TASK ITEM A
Reproduce the allergy relief text below, copying everything from "Runny nose, itchy" down to "trap airborne particles.".
TASK ITEM B
In the allergy relief text below, what does MERV stand for?
TASK ITEM C
Write what comes next in the allergy relief text below, continuing from its final sentence.

DOCUMENT TEXT
[Start of section]

Runny nose, itchy eyes, congestion and sneezing—allergies can make you miserable. The good news is that there are natural remedies to help relieve your symptoms, according to Lake Health naturopathic provider Jacob Wolf, ND, LAc, Dipl OM:
Your home could be sparkling clean but still harbor hidden allergens. One thing you might forget to do is replace the filter in your heating and air conditioning systems. You should do this regularly, as recommended by the type of filter you use, and more often if you have a family member who has asthma or allergies or if you have pets. Jacob Wolf recommends a filter with a rating of MERV 13, which removes the most airborne contaminants. MERV means Minimum Efficiency Reporting Value. The higher the value, the more efficiently the filter will trap airborne particles.
Reduce indoor pollution
Reduce indoor pollution by removing candles, scented soaps, air fresheners, dryer sheets and other products with fragrance. While we think these scents help us relax or make our home smell fresh, they can trigger allergies.
Keep shoes in the garage because they can track allergens into the house.

[End of section]

EXTRACTED ENTRIES
[Start of section]

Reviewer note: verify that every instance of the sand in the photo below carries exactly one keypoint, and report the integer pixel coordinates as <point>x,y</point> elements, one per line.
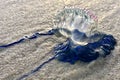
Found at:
<point>25,17</point>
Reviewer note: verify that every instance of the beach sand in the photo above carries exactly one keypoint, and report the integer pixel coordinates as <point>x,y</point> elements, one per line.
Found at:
<point>25,17</point>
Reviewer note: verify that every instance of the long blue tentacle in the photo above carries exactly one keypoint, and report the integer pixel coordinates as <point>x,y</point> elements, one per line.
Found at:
<point>34,36</point>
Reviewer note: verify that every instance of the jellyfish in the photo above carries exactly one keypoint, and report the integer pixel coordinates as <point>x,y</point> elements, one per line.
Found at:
<point>83,40</point>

[End of section]

WRITTEN REPLY A
Runny nose, itchy eyes, congestion and sneezing—allergies can make you miserable. The good news is that there are natural remedies to help relieve your symptoms, according to Lake Health naturopathic provider Jacob Wolf, ND, LAc, Dipl OM:
Your home could be sparkling clean but still harbor hidden allergens. One thing you might forget to do is replace the filter in your heating and air conditioning systems. You should do this regularly, as recommended by the type of filter you use, and more often if you have a family member who has asthma or allergies or if you have pets. Jacob Wolf recommends a filter with a rating of MERV 13, which removes the most airborne contaminants. MERV means Minimum Efficiency Reporting Value. The higher the value, the more efficiently the filter will trap airborne particles.

WRITTEN REPLY B
Minimum Efficiency Reporting Value

WRITTEN REPLY C
The best treatment is avoidance: reduce your exposure to known allergens. Admittedly, this is easier with sensitivity to food and chemicals than airborne allergens. Treatment options that can help include:
Herbs and nutrients
Some herbs and nutrients decrease the allergic process by stabilizing the cells that release histamine. These are a few common ones:
- Quercetin – a flavonoid found in many plants and foods, such as red wine, onions, green tea, apples, berries, Ginkgo biloba, St. John’s wort, American elder and others. Buckwheat tea has a large amount of quercetin.
- Vitamin C
You can get all three of these nutrients in one product, which can be purchased at Jacob’s office or at most health food stores.
Therapies that help clear nasal passages include the following:
- Steam inhalation – boil water on the stove, pour it into a bowl and add two to three drops of an essential oil, such as eucalyptus, or a few pinches of an herb, such as rosemary, thyme or oregano. Lean over the bowl, cover your head with a towel and breathe in the steam.
- Nasal saline rinses
- A neti pot – make sure you use sterile water
- Saline sprays
These natural remedies might take a little extra time and effort, but they’re safe and effective when used correctly, and pose few or no side effects.